▶ [Directions]
1: Could you transcribe the part of the fast-food thread that opens with the words containing "## Ttalkkugjil (Feb" and closes with "combo plus dessert."?
2: Which usernames appear as post headers in the fast-food thread, and what date accompanies each?
3: Can you shorten the paragraph in the fast-food thread that begins "$10 really seems" to a single sentence while keeping its main facts?

* Begin Page *

I would have thought that Wendy's serving square burgers and Taco Bell's motto _''Think outside the bun''_ were just begging for a Ne-Dom tag. 

And yeah Canadian here too. All we have here is Mickie D's, Subway and Tim Horton's.


----------



## Ttalkkugjil (Feb 1, 2017)

Parrot said:


> Because they're big, full of milk/sugar, and idk, food costs. They aren't that expensive, but the food might cost $5-6, and then the shake $3. So next thing you know, you're spending nearly $10 with the tax. A great late night drunk spot, though.


$10 really seems very inexpensive to me. Here in Toronto you can easily spend $15 at McDonalds for a combo plus dessert.


----------



## sunnie (Mar 18, 2017)

Overall fun idea!! Thanks. :kitteh:


----------



## Parrot (Feb 22, 2015)

Stevester said:


> I would have thought that Wendy's serving square burgers and Taco Bell's motto _''Think outside the bun''_ were just begging for a Ne-Dom tag.

* End Page *
* Begin Data listing *

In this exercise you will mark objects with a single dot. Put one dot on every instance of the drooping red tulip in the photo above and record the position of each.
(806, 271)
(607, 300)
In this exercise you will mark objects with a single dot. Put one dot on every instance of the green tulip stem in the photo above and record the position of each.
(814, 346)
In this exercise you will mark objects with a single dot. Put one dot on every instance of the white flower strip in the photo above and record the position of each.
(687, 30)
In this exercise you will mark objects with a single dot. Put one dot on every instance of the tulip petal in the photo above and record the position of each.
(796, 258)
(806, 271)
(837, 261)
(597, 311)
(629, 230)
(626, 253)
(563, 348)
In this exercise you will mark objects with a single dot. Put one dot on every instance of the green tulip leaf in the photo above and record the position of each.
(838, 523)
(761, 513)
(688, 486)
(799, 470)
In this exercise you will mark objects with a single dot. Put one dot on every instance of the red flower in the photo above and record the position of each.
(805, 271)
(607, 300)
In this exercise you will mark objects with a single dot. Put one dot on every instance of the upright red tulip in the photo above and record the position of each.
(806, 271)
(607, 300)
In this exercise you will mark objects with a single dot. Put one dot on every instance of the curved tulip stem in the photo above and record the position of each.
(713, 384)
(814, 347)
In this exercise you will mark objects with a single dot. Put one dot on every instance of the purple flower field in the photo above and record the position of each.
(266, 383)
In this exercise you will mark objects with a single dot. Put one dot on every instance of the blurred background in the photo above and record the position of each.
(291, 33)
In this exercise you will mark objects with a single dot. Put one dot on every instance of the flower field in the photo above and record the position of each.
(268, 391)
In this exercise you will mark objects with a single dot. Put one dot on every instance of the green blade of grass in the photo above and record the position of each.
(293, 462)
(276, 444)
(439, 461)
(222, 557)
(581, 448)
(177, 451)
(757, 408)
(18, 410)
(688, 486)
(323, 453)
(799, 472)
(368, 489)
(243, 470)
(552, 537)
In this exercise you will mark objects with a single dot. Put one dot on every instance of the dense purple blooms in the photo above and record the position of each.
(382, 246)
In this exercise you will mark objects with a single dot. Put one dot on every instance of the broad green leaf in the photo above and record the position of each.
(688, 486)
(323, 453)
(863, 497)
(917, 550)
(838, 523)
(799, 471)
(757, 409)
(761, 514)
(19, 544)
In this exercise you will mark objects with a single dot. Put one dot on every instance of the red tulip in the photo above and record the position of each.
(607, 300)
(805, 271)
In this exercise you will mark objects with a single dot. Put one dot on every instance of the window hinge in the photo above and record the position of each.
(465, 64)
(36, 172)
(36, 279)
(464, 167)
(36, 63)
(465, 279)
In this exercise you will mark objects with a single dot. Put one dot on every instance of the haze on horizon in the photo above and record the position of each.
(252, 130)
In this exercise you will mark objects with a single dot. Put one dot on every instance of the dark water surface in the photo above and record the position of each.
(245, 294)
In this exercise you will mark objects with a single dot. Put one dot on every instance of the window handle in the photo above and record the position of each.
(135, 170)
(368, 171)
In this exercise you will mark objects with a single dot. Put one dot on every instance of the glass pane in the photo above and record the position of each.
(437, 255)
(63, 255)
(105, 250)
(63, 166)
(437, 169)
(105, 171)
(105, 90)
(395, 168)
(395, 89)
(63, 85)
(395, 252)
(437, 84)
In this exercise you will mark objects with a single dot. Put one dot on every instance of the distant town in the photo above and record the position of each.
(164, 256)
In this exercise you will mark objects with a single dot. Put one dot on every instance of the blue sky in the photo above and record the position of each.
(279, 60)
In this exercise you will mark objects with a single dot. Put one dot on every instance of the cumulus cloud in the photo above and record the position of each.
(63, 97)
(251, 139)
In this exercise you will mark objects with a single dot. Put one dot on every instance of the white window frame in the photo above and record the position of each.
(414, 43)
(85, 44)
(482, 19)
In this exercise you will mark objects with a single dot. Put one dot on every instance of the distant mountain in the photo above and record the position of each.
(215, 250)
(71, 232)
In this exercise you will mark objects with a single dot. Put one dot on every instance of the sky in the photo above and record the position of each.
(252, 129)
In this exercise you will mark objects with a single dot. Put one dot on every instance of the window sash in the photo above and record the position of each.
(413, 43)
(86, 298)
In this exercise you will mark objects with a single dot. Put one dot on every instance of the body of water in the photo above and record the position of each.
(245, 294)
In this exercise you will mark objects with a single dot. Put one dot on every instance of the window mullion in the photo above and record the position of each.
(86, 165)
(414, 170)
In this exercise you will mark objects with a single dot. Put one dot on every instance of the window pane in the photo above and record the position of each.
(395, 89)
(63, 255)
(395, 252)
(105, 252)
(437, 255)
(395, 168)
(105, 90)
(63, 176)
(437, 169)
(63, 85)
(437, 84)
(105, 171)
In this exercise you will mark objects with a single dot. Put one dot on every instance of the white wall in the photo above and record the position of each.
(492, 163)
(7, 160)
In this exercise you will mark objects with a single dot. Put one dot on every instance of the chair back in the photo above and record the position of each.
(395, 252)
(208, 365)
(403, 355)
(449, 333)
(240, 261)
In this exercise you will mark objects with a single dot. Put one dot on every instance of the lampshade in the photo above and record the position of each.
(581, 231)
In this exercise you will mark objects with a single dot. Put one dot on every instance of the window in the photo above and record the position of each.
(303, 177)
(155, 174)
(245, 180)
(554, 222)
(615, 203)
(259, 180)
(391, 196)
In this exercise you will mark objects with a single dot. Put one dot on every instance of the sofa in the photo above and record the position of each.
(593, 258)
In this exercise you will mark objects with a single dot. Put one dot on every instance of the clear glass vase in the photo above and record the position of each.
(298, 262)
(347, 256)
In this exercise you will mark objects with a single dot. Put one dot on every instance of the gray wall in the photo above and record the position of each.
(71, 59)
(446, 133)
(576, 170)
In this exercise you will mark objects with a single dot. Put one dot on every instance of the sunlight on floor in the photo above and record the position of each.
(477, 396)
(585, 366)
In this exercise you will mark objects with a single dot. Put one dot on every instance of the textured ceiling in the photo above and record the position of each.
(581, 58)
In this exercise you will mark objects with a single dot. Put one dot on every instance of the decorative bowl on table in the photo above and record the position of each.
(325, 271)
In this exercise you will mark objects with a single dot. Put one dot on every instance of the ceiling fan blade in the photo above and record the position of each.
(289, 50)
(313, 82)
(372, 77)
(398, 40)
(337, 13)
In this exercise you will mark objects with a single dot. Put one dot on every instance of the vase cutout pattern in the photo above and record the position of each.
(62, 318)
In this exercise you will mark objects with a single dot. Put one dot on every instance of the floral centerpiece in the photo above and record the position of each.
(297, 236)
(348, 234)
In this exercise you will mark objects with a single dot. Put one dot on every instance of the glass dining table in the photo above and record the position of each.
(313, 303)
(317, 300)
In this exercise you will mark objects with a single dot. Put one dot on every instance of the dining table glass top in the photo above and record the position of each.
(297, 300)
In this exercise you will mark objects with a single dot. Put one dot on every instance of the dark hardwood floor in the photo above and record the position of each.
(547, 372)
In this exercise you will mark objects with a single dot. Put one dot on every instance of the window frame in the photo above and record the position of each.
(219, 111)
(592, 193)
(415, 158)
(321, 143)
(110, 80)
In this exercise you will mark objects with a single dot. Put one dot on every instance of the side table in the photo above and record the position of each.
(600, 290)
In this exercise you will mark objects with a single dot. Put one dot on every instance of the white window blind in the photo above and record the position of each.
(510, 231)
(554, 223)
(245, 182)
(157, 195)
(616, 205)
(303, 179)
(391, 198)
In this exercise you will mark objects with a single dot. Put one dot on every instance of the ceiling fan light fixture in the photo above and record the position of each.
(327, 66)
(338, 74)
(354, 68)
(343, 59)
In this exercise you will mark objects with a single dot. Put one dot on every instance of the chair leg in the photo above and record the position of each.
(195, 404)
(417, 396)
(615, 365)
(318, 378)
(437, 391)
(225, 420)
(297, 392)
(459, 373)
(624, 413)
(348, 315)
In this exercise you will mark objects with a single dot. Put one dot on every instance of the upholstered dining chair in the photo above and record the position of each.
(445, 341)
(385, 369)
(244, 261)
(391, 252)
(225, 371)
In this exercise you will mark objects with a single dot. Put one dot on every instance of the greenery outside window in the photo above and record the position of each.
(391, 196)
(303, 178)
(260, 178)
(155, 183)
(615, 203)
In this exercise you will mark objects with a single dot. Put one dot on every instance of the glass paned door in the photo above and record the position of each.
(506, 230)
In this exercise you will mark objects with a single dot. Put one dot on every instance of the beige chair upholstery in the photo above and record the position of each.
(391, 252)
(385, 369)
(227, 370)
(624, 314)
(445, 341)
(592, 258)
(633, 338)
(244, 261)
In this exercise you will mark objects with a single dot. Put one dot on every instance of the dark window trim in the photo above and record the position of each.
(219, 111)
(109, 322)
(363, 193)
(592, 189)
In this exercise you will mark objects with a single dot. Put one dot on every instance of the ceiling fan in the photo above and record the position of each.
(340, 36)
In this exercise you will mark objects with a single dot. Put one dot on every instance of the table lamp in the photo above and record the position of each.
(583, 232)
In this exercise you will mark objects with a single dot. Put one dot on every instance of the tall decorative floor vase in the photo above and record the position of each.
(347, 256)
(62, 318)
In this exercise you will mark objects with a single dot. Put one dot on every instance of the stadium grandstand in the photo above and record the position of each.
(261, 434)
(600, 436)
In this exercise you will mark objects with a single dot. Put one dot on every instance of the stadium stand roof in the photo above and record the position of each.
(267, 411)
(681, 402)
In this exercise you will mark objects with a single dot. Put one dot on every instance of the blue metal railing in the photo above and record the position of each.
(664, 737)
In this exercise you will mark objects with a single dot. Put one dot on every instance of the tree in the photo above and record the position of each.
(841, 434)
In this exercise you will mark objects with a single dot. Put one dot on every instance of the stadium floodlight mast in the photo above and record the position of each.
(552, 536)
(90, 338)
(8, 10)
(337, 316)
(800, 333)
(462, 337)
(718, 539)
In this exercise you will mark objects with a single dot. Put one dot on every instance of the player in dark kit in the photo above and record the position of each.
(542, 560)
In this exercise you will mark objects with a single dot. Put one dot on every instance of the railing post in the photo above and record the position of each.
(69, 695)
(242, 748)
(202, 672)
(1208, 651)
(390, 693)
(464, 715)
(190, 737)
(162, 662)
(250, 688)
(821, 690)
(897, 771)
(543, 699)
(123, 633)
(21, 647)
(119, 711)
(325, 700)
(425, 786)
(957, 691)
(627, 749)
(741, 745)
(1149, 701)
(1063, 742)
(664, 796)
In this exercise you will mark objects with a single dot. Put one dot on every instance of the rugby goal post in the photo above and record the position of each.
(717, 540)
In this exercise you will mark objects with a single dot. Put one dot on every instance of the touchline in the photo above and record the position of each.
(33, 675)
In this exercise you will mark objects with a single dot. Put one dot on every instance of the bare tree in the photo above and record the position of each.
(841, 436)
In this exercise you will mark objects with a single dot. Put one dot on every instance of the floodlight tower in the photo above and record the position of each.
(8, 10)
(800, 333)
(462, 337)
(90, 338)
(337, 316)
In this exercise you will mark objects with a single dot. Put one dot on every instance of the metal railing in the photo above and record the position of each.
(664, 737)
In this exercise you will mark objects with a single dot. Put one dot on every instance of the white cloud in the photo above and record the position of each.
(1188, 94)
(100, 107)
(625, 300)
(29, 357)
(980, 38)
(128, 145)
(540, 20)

* End Data listing *

▶ [Solutions for each task]
1:
## Ttalkkugjil (Feb 1, 2017)

Parrot said:


> Because they're big, full of milk/sugar, and idk, food costs. They aren't that expensive, but the food might cost $5-6, and then the shake $3. So next thing you know, you're spending nearly $10 with the tax. A great late night drunk spot, though.


$10 really seems very inexpensive to me. Here in Toronto you can easily spend $15 at McDonalds for a combo plus dessert.

2:
- Ttalkkugjil (Feb 1, 2017)
- sunnie (Mar 18, 2017)
- Parrot (Feb 22, 2015)

3: Since a McDonalds combo plus dessert can easily cost $15 in Toronto, $10 seems very inexpensive.